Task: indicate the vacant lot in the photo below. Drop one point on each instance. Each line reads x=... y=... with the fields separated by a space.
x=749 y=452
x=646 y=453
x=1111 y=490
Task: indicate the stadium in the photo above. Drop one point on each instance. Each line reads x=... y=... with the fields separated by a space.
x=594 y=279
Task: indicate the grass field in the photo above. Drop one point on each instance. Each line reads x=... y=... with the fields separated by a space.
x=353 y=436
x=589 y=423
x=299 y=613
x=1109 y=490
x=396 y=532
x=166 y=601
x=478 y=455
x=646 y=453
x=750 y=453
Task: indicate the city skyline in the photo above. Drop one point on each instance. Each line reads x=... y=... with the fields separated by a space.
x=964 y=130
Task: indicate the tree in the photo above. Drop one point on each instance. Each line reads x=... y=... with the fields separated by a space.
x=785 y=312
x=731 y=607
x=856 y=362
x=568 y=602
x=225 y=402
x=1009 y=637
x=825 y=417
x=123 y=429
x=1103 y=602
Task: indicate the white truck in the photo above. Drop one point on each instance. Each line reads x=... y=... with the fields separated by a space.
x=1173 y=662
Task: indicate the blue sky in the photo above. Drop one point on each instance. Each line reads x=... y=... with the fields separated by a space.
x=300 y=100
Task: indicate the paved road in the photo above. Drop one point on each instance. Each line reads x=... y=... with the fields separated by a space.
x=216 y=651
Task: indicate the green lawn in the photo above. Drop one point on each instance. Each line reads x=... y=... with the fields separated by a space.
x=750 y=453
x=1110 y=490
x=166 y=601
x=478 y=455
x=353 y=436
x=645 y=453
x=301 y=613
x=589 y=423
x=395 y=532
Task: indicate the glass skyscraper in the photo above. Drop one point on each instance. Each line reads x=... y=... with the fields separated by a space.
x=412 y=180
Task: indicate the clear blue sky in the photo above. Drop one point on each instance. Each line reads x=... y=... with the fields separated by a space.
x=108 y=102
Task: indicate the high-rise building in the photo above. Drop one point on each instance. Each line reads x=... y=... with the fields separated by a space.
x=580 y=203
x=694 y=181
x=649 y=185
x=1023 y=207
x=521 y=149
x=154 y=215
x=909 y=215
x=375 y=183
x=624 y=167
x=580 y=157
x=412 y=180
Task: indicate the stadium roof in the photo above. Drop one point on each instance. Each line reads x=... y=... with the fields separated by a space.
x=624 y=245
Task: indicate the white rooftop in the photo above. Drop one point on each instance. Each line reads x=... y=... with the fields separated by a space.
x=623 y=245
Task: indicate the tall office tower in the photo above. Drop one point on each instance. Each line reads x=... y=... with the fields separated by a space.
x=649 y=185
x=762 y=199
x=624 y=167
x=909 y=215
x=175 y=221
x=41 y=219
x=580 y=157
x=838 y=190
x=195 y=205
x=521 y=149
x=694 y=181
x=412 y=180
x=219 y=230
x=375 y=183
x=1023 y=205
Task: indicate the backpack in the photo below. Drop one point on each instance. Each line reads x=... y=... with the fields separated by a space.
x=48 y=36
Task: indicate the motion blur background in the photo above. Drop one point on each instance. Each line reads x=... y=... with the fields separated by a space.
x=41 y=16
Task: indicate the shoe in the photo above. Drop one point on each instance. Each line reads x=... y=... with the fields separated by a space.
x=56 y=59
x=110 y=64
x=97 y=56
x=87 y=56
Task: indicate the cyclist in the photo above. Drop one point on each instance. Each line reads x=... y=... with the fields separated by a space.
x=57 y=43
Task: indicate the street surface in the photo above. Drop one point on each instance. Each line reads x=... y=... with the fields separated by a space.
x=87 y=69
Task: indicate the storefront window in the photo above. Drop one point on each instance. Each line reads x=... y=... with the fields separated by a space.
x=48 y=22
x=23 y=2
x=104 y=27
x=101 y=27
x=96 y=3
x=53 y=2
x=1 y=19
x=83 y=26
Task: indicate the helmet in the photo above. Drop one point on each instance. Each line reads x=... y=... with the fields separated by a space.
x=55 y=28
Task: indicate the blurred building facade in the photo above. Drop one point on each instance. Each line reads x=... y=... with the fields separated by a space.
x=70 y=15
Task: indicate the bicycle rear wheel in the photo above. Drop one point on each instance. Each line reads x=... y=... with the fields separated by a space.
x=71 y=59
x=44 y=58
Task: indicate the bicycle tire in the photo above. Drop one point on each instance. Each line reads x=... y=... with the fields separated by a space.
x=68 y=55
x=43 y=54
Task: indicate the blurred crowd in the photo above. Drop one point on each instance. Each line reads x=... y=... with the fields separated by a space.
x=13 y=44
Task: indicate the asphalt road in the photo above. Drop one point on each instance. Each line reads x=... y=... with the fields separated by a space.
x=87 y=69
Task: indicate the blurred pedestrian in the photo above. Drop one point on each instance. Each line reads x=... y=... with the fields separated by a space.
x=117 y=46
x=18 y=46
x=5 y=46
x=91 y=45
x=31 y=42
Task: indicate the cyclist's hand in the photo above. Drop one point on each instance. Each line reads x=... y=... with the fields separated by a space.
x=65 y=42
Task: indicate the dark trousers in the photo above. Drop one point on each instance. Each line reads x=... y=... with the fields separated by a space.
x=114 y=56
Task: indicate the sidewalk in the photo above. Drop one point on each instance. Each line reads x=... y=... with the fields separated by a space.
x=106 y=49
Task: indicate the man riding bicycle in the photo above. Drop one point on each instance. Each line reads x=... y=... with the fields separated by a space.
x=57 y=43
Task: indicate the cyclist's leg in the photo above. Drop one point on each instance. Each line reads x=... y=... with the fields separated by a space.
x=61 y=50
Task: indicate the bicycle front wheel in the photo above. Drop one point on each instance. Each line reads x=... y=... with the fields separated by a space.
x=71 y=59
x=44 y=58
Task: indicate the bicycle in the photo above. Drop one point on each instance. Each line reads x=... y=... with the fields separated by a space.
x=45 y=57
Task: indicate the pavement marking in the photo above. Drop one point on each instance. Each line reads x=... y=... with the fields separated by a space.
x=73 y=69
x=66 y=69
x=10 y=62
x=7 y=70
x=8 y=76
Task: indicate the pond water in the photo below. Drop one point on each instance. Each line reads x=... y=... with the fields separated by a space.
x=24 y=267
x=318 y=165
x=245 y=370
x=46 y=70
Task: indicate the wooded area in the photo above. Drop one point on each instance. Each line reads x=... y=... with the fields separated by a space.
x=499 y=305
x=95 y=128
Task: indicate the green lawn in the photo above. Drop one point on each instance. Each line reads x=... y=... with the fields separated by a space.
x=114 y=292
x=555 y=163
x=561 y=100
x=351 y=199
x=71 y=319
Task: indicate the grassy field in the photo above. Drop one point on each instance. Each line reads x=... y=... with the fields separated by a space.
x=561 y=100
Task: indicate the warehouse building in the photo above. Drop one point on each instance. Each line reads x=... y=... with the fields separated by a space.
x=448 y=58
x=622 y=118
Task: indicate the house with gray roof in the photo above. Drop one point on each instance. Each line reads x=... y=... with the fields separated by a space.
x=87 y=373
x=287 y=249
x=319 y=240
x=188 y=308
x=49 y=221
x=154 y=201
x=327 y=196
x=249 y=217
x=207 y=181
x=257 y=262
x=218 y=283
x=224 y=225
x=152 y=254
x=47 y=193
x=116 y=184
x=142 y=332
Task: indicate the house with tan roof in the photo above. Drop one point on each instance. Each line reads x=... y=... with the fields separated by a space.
◆ ◆ ◆ ◆ ◆ ◆ ◆
* TASK ITEM: All of the entries above must be output word for word.

* SOLUTION:
Task: indicate the vacant lot in the photo below. Drop one point on each instance. Each line reads x=... y=... with the fields separated by a space.
x=749 y=452
x=646 y=453
x=1111 y=490
Task: indicate the stadium in the photo above. Drop one point on each instance. Each line reads x=... y=... with the fields separated by a space.
x=594 y=279
Task: indicate the grass field in the photo above. Drop one point on each instance. Each line reads x=... y=... with the fields separated by a space.
x=353 y=436
x=589 y=423
x=299 y=613
x=1109 y=490
x=396 y=532
x=166 y=601
x=478 y=455
x=646 y=453
x=750 y=453
Task: indicate the city skyline in the photo above. Drop one point on each instance. Each line reads x=... y=... with the fields separated by a space.
x=964 y=130
Task: indicate the tree in the photo above. Drop one point on each instance. Each line reads x=... y=... with the fields separated by a space.
x=785 y=312
x=731 y=607
x=856 y=362
x=568 y=602
x=225 y=402
x=1009 y=637
x=825 y=417
x=123 y=429
x=1103 y=602
Task: indicate the white truck in the photo above. Drop one point on each instance. Each line reads x=... y=... with the fields separated by a space.
x=1173 y=662
Task: indicate the blue sky in the photo above. Drop one point on each instance. Each line reads x=... y=... with the fields separated by a space.
x=300 y=100
Task: indicate the paved road in the photo above. Drop one point on each instance. Each line reads x=... y=... with the fields separated by a space.
x=216 y=651
Task: indicate the green lawn in the photo above. Drop one point on each instance. Each line reads x=... y=... with the fields separated by a space.
x=750 y=453
x=1110 y=490
x=166 y=601
x=478 y=455
x=353 y=436
x=645 y=453
x=301 y=613
x=589 y=423
x=395 y=532
Task: indicate the glass skyscraper in the photo above. Drop one point on each instance. Each line reads x=... y=... with the fields separated by a space.
x=412 y=180
Task: indicate the clear blue sky in the photo above. Drop one point on each instance. Each line reads x=... y=... with the fields separated by a space.
x=108 y=102
Task: indicate the high-rise building in the photo above. Drop one point on each instance. Each line reads x=... y=... with the fields separated by a space.
x=580 y=203
x=694 y=181
x=649 y=185
x=1023 y=207
x=521 y=149
x=154 y=215
x=909 y=215
x=375 y=183
x=624 y=167
x=580 y=157
x=412 y=180
Task: indicate the stadium roof in the photo above. Drop one point on each instance. Each line reads x=... y=... with the fields separated by a space.
x=624 y=245
Task: indicate the white rooftop in the photo above. Drop one point on each instance. Each line reads x=... y=... with the fields separated by a space.
x=623 y=245
Task: indicate the tall office tower in the photo above. Drop one point on each instance. Each line reads x=... y=... with the fields separated by a space.
x=649 y=185
x=762 y=199
x=624 y=167
x=909 y=215
x=175 y=221
x=41 y=219
x=580 y=157
x=838 y=190
x=195 y=205
x=521 y=149
x=694 y=181
x=412 y=180
x=219 y=230
x=375 y=183
x=1023 y=205
Task: indicate the backpack in the photo below. Drop one point on each instance. Each line reads x=... y=... with the fields separated by a space.
x=48 y=36
Task: indicate the motion blur background in the photo above. Drop one point on each instance. Each line reads x=... y=... with the fields separated by a space.
x=41 y=16
Task: indicate the shoe in the photo above. Drop one point on each instance. Each line reads x=... y=... with the fields separated by a space.
x=56 y=59
x=110 y=64
x=97 y=56
x=87 y=56
Task: indicate the cyclist in the photo above. Drop one point on each instance. Each line reads x=... y=... with the fields separated by a space.
x=57 y=43
Task: indicate the street surface in the photo above. Drop one point on each instance. Each line reads x=... y=... with the fields separated by a space.
x=87 y=69
Task: indicate the storefront window in the photo above. Drop one point on each instance. Each line reads x=... y=... with the fields separated by a space.
x=48 y=22
x=23 y=2
x=104 y=27
x=101 y=27
x=96 y=3
x=53 y=2
x=1 y=19
x=83 y=26
Task: indicate the helmet in the photo above. Drop one point on each instance. Each line reads x=... y=... with the fields separated by a space.
x=55 y=28
Task: indicate the blurred building facade in the photo above. Drop one point on each instance. Each line reads x=... y=... with the fields separated by a space.
x=70 y=15
Task: indicate the bicycle rear wheel in the photo above. Drop one point on each instance. Each line reads x=... y=... with the fields separated by a space.
x=71 y=59
x=44 y=58
Task: indicate the bicycle tire in the photo above. Drop one point on each instance. Each line reads x=... y=... with the fields separated by a space.
x=68 y=55
x=43 y=54
Task: indicate the blurred crowd in the photo above. Drop one point on each instance. Each line reads x=... y=... with the fields separated by a space.
x=13 y=44
Task: indicate the asphalt road in the photo above. Drop one point on each instance. Each line reads x=... y=... with the fields separated by a space.
x=87 y=69
Task: indicate the blurred pedestrian in the photo above. Drop one point on each instance. Each line reads x=... y=... with the fields separated by a space.
x=117 y=46
x=18 y=46
x=5 y=46
x=91 y=45
x=31 y=42
Task: indicate the cyclist's hand in the photo above. Drop one point on each instance. Each line reads x=... y=... with the fields separated by a space.
x=65 y=42
Task: indicate the dark trousers in the photo above. Drop one point on each instance. Each line reads x=... y=... with the fields separated by a space.
x=114 y=56
Task: indicate the sidewalk in the photo above. Drop one point on each instance. Each line reads x=... y=... with the fields separated by a space.
x=106 y=49
Task: indicate the man riding bicycle in the photo above. Drop one point on each instance. Each line reads x=... y=... with the fields separated by a space.
x=57 y=43
Task: indicate the cyclist's leg in the photo above. Drop one point on each instance. Each line reads x=... y=... with the fields separated by a space.
x=61 y=50
Task: indicate the bicycle front wheel in the photo above. Drop one point on each instance. Each line reads x=... y=... with the fields separated by a space.
x=71 y=59
x=44 y=58
Task: indicate the bicycle in the photo above. Drop one point on each instance. Each line reads x=... y=... with the fields separated by a space.
x=45 y=57
Task: indicate the pavement marking in the photo above. Drop one point on each instance. Each line reads x=... y=... with the fields separated by a space.
x=73 y=69
x=66 y=69
x=10 y=62
x=7 y=70
x=8 y=76
Task: indicate the pond water in the photo below. Drop one point on each instance. Each line reads x=... y=... with the fields separated by a space.
x=24 y=267
x=318 y=165
x=245 y=370
x=46 y=70
Task: indicate the wooded area in the photo above. Drop one point on each instance. Each line reads x=... y=... with the fields separated by a space.
x=499 y=305
x=95 y=128
Task: indicate the green lawn in the photo above. Drop one point on each instance. Each line reads x=... y=... with the fields separated by a space.
x=114 y=292
x=555 y=163
x=561 y=100
x=351 y=199
x=71 y=319
Task: indicate the grassy field in the photo above. Drop one point on each instance. Each line reads x=... y=... with the fields separated by a space.
x=561 y=100
Task: indicate the warehouse building in the photo above. Drop one point on each instance. Each line reads x=... y=... with the fields separated by a space.
x=448 y=58
x=622 y=118
Task: indicate the house with gray roof in the photo above. Drop one point on each instance. Each line reads x=... y=... with the fields separated by a space.
x=87 y=373
x=287 y=249
x=319 y=240
x=188 y=308
x=49 y=221
x=154 y=201
x=327 y=196
x=249 y=217
x=207 y=181
x=257 y=262
x=218 y=283
x=224 y=225
x=152 y=254
x=47 y=193
x=116 y=184
x=142 y=332
Task: indicate the house with tan roof in the photo above. Drop one point on each instance. Each line reads x=... y=... with the fields separated by a space.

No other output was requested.